[Coordinate annotation entries]
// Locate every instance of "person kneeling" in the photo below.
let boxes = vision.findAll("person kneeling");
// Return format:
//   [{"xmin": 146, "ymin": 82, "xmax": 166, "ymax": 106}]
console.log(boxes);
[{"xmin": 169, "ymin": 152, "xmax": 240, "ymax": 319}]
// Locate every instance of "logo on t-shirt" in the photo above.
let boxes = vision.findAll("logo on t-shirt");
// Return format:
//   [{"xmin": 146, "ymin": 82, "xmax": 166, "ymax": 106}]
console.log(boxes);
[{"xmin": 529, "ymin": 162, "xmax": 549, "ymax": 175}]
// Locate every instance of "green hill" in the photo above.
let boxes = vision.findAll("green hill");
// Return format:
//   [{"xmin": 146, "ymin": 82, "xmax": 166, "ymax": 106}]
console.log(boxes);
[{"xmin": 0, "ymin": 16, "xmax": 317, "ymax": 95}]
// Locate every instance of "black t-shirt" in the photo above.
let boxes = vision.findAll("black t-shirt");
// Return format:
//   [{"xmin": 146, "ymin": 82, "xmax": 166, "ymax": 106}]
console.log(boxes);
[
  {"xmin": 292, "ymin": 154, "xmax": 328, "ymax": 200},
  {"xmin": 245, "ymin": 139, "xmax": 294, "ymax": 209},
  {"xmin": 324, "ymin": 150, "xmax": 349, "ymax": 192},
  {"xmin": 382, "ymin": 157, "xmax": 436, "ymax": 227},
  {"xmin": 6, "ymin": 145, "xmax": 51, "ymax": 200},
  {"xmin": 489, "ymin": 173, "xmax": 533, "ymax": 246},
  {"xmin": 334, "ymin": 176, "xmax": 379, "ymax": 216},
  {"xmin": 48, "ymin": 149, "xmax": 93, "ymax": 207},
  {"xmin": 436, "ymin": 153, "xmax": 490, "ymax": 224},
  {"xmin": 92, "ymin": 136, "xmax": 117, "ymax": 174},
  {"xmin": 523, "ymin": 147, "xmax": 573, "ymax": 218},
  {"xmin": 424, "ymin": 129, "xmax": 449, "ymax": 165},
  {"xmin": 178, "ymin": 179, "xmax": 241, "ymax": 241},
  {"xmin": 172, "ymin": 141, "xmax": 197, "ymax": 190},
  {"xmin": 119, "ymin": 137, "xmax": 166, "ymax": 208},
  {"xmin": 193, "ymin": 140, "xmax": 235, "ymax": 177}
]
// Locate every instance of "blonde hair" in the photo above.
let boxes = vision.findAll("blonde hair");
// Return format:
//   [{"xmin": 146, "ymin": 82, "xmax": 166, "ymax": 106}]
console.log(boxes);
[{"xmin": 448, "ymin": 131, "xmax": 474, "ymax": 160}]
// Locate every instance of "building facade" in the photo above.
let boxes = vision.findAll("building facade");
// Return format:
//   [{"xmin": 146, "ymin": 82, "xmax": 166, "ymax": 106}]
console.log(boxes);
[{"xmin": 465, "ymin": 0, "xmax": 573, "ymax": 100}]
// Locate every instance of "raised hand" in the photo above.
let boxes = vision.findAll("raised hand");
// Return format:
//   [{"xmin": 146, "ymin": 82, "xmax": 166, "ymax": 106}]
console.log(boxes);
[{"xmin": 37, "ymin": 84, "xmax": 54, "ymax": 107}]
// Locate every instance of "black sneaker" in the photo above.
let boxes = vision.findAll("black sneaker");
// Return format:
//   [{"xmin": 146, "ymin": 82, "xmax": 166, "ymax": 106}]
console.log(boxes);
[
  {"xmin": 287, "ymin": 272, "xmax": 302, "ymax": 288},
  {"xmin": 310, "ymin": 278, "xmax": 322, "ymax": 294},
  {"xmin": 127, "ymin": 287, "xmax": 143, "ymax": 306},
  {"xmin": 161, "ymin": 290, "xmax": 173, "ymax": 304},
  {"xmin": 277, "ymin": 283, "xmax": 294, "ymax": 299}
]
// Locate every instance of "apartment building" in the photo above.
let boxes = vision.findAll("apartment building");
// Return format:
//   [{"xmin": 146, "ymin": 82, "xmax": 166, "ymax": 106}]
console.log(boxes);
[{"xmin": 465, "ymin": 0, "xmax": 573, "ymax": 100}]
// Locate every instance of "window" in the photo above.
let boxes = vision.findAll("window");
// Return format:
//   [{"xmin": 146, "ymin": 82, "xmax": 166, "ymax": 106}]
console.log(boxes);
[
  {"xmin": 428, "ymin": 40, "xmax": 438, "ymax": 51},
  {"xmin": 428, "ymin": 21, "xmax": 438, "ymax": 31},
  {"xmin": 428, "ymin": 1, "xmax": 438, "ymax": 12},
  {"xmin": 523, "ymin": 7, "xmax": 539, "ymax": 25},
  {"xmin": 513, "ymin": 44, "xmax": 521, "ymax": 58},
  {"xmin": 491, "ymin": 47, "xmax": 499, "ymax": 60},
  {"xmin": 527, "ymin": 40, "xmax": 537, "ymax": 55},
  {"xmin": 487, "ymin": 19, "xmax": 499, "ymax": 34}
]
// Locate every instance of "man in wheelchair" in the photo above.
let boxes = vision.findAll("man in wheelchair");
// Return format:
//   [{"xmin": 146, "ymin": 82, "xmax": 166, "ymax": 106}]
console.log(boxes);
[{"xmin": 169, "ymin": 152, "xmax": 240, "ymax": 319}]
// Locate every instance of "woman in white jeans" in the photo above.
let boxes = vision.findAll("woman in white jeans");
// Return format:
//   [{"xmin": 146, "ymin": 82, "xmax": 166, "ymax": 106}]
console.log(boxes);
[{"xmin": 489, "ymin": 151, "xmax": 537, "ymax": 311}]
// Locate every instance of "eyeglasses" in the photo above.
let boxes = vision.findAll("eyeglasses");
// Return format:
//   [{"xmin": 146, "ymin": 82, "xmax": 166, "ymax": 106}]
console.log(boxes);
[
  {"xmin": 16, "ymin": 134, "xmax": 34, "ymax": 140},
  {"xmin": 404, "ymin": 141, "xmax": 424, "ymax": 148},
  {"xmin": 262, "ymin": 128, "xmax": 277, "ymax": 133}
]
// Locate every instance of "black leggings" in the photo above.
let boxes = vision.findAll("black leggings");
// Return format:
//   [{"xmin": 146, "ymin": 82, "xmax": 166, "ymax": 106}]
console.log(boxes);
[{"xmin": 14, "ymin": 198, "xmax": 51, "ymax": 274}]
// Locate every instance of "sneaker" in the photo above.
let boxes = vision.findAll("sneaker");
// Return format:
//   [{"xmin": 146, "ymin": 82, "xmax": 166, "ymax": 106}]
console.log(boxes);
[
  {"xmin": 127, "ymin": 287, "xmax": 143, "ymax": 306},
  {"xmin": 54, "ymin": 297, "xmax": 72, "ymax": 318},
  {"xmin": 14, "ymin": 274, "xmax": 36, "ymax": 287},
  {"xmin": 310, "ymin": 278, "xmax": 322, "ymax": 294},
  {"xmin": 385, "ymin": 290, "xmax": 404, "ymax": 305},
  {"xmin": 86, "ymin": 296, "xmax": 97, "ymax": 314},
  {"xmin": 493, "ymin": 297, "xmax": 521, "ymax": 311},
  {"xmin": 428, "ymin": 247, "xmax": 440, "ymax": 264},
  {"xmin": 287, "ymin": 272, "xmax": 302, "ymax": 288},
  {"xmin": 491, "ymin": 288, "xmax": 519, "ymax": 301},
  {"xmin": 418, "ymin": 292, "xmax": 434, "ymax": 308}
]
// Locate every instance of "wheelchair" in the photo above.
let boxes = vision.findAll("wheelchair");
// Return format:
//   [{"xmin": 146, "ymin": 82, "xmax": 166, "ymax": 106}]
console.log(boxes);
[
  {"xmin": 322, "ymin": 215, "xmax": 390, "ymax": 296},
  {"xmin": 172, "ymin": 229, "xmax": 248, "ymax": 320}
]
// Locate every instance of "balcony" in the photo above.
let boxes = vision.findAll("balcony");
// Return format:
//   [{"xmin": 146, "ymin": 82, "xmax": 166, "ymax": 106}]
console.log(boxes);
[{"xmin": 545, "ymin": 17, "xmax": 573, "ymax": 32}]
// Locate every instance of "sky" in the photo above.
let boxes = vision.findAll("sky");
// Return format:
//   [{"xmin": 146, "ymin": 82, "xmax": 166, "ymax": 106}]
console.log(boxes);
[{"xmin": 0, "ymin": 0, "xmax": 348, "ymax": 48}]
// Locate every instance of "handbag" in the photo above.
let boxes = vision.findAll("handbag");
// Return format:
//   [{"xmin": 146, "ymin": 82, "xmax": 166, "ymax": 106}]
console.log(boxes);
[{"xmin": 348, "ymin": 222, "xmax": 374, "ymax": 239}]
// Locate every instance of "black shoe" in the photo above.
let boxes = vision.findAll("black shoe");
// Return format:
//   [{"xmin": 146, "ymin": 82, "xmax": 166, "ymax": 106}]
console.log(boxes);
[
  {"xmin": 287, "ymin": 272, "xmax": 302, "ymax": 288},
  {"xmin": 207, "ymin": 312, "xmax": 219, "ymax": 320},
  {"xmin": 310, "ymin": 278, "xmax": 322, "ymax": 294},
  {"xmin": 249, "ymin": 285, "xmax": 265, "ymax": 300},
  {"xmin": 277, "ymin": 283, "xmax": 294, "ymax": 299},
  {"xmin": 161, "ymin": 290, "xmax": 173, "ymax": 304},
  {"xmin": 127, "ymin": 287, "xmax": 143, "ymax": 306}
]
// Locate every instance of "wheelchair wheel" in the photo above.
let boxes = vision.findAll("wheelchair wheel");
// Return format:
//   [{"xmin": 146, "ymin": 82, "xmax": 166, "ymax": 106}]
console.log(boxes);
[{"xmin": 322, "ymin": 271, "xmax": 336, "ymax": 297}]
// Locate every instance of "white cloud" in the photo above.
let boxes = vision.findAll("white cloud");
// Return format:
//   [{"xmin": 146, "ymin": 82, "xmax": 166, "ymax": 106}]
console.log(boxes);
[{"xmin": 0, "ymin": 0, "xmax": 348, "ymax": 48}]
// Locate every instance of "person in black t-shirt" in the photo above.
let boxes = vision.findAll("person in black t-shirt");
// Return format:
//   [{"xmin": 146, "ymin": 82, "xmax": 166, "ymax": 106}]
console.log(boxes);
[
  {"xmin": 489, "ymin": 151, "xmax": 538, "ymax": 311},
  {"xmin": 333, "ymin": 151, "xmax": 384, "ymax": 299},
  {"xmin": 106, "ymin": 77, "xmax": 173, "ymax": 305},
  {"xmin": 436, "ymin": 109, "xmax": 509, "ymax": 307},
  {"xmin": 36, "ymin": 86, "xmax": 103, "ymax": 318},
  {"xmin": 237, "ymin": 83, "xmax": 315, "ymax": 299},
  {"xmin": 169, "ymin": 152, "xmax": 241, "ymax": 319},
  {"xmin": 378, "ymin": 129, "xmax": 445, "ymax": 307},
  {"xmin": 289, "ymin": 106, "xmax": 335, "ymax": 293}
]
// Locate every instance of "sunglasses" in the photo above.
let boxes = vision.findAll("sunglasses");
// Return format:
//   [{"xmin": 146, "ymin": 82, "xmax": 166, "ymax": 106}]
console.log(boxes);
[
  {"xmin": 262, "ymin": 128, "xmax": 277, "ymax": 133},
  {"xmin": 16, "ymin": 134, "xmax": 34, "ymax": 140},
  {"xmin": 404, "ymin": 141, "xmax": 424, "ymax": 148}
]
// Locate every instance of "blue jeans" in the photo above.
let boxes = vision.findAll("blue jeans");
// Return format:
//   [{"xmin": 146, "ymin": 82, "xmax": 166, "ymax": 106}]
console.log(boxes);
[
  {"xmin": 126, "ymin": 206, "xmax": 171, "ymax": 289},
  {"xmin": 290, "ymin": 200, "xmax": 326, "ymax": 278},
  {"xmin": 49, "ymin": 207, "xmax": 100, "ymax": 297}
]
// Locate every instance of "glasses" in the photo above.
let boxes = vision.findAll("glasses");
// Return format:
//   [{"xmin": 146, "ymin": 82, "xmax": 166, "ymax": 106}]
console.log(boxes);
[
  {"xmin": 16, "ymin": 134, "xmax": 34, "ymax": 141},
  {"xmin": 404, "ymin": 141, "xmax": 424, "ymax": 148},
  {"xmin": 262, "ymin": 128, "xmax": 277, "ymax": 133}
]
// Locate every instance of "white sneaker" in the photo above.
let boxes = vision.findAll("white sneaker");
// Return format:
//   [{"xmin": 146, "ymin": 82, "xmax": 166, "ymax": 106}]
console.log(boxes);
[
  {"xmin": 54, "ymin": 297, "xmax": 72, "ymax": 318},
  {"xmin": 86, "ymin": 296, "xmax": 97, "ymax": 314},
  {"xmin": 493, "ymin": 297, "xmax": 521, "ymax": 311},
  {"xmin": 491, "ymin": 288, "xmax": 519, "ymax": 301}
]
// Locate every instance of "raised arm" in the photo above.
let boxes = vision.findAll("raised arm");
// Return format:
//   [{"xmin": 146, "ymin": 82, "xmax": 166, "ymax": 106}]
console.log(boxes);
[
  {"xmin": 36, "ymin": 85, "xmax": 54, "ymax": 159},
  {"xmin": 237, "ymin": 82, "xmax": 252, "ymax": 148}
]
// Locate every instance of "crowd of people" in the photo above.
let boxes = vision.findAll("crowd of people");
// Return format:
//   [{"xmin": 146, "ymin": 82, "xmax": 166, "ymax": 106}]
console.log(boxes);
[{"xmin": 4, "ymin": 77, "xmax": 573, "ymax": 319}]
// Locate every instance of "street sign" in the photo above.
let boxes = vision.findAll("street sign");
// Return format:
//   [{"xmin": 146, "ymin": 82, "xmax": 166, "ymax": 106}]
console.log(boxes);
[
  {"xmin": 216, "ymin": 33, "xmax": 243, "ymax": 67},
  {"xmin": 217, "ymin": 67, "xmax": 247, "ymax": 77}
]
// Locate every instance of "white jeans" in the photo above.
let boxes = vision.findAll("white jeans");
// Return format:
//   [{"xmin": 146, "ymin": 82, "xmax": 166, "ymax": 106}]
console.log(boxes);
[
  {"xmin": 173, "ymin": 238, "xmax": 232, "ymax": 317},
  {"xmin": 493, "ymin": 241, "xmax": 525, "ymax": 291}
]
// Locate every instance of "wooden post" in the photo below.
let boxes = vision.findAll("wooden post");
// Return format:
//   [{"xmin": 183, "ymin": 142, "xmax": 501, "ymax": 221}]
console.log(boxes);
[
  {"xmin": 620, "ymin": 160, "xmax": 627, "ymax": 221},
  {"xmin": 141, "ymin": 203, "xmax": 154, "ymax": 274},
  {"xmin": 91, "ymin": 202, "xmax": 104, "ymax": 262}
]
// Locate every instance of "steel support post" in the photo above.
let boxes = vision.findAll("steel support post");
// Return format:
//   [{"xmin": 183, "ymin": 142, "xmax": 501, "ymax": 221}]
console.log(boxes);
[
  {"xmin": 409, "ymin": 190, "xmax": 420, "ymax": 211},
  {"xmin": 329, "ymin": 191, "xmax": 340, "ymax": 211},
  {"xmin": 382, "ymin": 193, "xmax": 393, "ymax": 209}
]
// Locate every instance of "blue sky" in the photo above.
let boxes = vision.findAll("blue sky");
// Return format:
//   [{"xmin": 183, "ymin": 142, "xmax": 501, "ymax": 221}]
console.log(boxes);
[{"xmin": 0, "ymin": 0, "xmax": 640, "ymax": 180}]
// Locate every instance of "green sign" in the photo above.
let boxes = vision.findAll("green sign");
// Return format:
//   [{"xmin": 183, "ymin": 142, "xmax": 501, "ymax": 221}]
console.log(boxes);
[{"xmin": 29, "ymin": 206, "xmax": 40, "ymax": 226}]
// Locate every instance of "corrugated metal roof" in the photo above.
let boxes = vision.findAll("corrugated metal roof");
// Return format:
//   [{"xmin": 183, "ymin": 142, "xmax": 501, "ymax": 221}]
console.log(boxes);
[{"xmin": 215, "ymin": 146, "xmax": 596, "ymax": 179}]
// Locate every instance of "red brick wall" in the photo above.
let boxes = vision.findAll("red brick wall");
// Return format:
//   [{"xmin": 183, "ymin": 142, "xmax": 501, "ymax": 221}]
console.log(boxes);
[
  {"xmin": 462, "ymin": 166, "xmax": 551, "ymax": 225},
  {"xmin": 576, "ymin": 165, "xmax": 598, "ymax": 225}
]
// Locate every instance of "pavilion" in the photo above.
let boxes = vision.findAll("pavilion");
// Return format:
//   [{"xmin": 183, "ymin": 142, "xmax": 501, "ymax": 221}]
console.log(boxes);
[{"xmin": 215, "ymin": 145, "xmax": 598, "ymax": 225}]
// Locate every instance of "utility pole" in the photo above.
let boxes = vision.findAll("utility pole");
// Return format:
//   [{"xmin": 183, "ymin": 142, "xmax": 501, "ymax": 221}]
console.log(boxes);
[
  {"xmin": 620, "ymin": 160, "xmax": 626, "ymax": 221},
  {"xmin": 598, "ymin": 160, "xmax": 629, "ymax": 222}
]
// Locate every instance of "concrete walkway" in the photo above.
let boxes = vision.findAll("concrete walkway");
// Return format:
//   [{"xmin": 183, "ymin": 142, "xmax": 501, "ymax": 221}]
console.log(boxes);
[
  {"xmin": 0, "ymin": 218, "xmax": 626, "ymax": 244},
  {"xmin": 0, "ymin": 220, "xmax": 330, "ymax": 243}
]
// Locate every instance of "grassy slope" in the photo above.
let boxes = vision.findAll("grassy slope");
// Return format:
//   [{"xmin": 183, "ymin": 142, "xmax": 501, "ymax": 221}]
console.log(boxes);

* REQUEST:
List every line of the material above that contains the string "black".

* CORRECT RESPONSE:
// Locate every instance of "black t-shirt" in the photo above.
let boxes = vision.findAll("black t-shirt");
// Locate every instance of "black sneaker" in the photo above.
let boxes = vision.findAll("black sneaker");
// Locate every instance of "black leggings" in the photo above.
let boxes = vision.findAll("black leggings");
// Locate every instance of "black shoe" in the photo above.
let boxes = vision.findAll("black shoe");
// Locate every instance of "person in black t-shirt" in the photo above.
let boxes = vision.findAll("person in black t-shirt");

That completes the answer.